_Work to complete_: Copy out the items word for word, from the line containing "Find the dog's" through the line containing "bottom-right (1271, 643)", both of those lines included.

________

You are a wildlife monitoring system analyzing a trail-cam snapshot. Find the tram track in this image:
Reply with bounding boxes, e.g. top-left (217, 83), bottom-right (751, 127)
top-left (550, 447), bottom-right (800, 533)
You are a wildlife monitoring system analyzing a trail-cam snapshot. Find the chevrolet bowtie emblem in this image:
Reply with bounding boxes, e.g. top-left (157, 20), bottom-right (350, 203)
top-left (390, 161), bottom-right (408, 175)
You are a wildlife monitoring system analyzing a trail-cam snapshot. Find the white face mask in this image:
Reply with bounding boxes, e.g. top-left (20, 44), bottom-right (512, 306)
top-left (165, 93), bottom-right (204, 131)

________

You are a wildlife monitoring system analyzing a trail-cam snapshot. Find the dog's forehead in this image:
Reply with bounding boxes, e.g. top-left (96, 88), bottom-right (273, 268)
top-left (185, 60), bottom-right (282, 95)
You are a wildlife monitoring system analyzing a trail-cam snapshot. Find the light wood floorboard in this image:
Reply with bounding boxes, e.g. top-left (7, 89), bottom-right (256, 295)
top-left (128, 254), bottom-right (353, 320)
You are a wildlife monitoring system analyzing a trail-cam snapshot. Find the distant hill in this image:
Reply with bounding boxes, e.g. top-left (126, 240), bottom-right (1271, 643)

________

_Answer for this exercise_:
You are a wildlife monitoring system analyzing a trail-cam snapshot. Find the dog's forehead in this image:
Reply with bounding boxes, e.g. top-left (96, 88), bottom-right (273, 268)
top-left (185, 60), bottom-right (282, 95)
You are a wildlife monitoring system analyzing a trail-cam snapshot. Find the light wood floorboard in this image:
Reply with bounding boxes, e.g. top-left (7, 89), bottom-right (256, 295)
top-left (128, 254), bottom-right (353, 320)
You are a wildlife monitoring system analyzing a trail-cam snapshot. Find the distant hill in this image:
Reply with bounding boxes, e.g. top-left (126, 240), bottom-right (1271, 643)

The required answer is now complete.